Excerpt from a dataset>
#####
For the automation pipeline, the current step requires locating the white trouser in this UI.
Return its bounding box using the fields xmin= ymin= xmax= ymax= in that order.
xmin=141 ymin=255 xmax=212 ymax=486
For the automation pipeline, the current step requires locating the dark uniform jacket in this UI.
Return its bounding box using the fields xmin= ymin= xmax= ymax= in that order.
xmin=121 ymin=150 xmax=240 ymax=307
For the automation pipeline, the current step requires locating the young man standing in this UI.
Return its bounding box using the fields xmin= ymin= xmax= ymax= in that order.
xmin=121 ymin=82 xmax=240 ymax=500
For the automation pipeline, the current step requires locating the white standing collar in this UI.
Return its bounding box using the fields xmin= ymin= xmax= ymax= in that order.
#####
WHAT IS EXPECTED> Format all of the items above as a numbered list, leaving out any blank lines.

OUTPUT BELOW>
1. For the automation pipeline, the current step requires locating the white trouser in this UI.
2. Return its bounding box using the fields xmin= ymin= xmax= ymax= in that order.
3. xmin=141 ymin=255 xmax=212 ymax=486
4. For the automation pipeline, the current step requires locating the dark uniform jacket in this UI.
5. Return its bounding box using the fields xmin= ymin= xmax= ymax= in that order.
6. xmin=121 ymin=150 xmax=240 ymax=307
7. For the automation pipeline, the current step requires locating the young man standing in this UI.
8. Return its bounding box using the fields xmin= ymin= xmax= ymax= in that order.
9. xmin=121 ymin=82 xmax=240 ymax=500
10. For the automation pipeline, the current step requires locating the white standing collar in this UI.
11. Return its bounding box using the fields xmin= ymin= xmax= ymax= in that order.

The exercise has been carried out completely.